Segment Start: Given data

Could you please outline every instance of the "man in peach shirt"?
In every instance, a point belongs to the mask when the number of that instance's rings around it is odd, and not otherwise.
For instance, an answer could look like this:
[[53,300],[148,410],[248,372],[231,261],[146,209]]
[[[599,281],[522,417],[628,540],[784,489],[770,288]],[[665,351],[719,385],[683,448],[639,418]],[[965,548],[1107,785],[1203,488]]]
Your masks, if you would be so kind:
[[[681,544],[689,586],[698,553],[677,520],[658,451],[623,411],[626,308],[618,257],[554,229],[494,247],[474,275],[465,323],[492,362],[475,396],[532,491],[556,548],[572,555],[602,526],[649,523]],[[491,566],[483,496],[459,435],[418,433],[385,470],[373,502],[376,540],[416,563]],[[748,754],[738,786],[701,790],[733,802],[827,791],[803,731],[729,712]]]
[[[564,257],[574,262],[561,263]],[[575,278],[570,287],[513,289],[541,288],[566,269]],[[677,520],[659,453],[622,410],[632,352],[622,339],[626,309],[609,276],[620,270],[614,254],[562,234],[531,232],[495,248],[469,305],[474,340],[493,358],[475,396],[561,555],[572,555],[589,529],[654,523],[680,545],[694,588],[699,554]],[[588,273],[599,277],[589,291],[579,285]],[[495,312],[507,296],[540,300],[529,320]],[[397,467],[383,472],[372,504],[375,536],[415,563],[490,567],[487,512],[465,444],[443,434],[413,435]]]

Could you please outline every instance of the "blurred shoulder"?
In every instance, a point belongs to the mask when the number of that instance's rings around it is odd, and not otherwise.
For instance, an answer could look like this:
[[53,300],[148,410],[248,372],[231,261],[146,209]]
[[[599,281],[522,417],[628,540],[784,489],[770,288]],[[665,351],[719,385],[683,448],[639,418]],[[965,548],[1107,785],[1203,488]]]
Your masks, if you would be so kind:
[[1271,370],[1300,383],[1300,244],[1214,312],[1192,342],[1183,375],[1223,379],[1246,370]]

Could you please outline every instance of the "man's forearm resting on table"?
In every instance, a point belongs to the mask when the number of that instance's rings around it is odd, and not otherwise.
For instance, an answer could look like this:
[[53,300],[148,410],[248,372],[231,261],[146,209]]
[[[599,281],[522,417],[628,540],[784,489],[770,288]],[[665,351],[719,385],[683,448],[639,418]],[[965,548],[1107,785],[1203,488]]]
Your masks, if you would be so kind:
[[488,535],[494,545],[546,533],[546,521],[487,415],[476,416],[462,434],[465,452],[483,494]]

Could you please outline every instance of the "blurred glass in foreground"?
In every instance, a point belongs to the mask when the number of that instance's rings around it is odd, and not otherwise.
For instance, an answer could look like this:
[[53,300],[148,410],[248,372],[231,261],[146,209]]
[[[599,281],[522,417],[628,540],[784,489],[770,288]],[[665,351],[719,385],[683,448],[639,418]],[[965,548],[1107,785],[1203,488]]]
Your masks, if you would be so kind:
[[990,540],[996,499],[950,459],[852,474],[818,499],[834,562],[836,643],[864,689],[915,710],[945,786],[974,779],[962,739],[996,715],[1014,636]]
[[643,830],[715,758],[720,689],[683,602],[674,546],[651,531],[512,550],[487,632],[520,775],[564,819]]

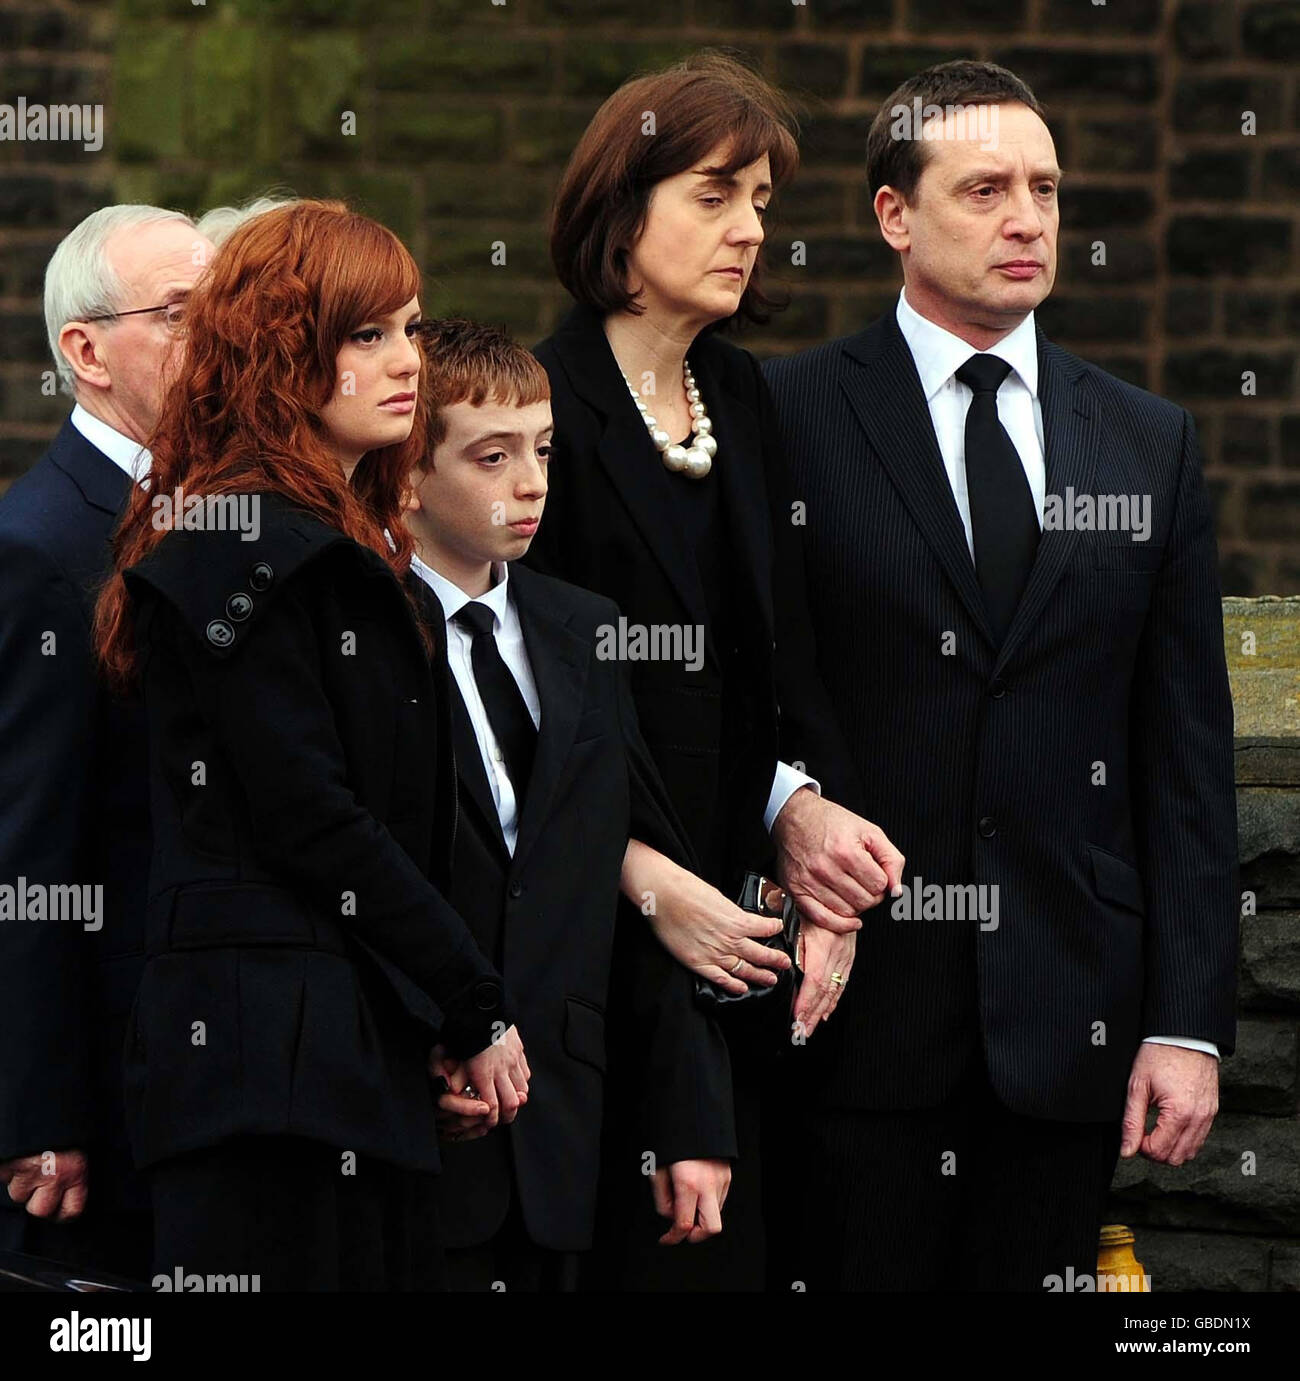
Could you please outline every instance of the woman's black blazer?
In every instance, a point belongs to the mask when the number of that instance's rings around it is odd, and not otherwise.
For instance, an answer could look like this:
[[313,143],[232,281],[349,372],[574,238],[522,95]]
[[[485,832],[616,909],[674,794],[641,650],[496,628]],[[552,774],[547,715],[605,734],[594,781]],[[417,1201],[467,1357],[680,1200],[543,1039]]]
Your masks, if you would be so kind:
[[[608,595],[629,621],[704,625],[709,618],[695,553],[674,522],[670,474],[628,393],[602,318],[576,307],[534,352],[551,381],[554,456],[546,508],[526,560]],[[629,662],[641,730],[682,822],[703,854],[730,783],[726,876],[767,865],[763,811],[778,759],[802,764],[823,793],[856,808],[859,791],[813,643],[800,532],[767,385],[753,356],[706,332],[687,358],[718,441],[714,477],[738,569],[733,582],[733,665],[743,747],[723,761],[725,654],[706,634],[703,666]],[[846,637],[861,636],[845,629]],[[833,648],[823,648],[833,656]]]
[[445,697],[385,562],[258,498],[256,541],[177,530],[126,572],[154,829],[132,1148],[279,1134],[434,1170],[430,1046],[511,1020],[429,880]]

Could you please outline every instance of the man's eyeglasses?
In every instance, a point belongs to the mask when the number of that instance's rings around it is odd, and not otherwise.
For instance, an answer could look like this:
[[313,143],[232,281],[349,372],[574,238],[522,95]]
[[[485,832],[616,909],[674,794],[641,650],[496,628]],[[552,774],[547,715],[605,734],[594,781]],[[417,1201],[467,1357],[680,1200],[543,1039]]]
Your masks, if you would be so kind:
[[116,321],[120,316],[142,316],[146,312],[162,312],[163,325],[174,336],[185,329],[185,303],[168,302],[161,307],[133,307],[129,312],[105,312],[103,316],[84,316],[82,321]]

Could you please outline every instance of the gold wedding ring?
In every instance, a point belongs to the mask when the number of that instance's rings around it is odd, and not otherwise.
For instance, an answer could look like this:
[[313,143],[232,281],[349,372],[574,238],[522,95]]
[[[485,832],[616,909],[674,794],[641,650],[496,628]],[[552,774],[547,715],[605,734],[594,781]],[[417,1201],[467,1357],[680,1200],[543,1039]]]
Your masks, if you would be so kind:
[[836,987],[842,988],[844,986],[844,975],[842,973],[831,974],[831,982],[834,983]]
[[744,961],[743,959],[737,959],[737,960],[736,960],[736,968],[734,968],[734,969],[728,969],[727,972],[730,973],[731,976],[734,978],[734,977],[736,976],[736,969],[739,969],[740,966],[741,966],[744,962],[745,962],[745,961]]

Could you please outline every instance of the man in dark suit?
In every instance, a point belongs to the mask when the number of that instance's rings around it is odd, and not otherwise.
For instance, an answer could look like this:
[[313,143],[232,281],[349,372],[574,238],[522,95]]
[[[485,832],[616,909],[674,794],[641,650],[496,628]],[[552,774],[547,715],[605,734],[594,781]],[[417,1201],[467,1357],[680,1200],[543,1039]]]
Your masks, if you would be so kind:
[[[188,217],[149,206],[106,207],[61,242],[45,315],[75,406],[0,499],[0,884],[15,903],[0,898],[0,1245],[137,1277],[148,1196],[121,1058],[143,964],[148,747],[139,703],[102,687],[90,621],[210,250]],[[20,890],[58,886],[80,915],[24,918]]]
[[1214,534],[1188,414],[1034,323],[1060,169],[1029,88],[923,72],[868,161],[897,308],[766,369],[821,670],[910,874],[799,1052],[803,1269],[1042,1289],[1095,1272],[1121,1141],[1196,1154],[1232,1048]]
[[[595,1225],[607,1023],[640,1055],[642,1150],[626,1170],[673,1220],[661,1241],[721,1226],[736,1150],[726,1047],[642,904],[730,903],[671,861],[689,846],[600,650],[616,606],[511,564],[546,498],[545,371],[469,322],[439,323],[428,354],[431,459],[408,523],[452,706],[448,895],[515,995],[531,1070],[528,1106],[494,1129],[463,1066],[437,1061],[448,1269],[453,1288],[572,1289]],[[620,886],[638,909],[620,913]]]

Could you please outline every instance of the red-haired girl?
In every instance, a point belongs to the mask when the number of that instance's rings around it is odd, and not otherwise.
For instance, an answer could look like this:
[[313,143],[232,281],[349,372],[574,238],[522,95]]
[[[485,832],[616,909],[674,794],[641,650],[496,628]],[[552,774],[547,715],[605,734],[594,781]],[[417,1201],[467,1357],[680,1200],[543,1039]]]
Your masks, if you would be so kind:
[[436,885],[455,787],[399,521],[418,291],[396,236],[338,203],[235,231],[100,597],[151,736],[125,1070],[156,1284],[438,1288],[431,1046],[491,1121],[527,1096],[500,977]]

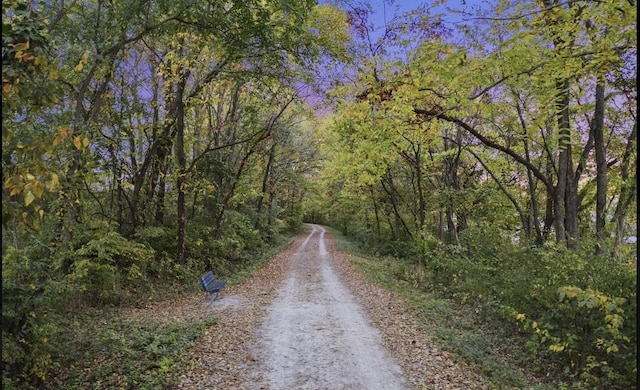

Segment End: Given data

■ **Assignment**
Note each line of the material holding "blurred" and copy it out.

■ **Answer area**
Could you please outline every instance of the "blurred shoulder"?
Could you please outline every instance of the "blurred glass in foreground"?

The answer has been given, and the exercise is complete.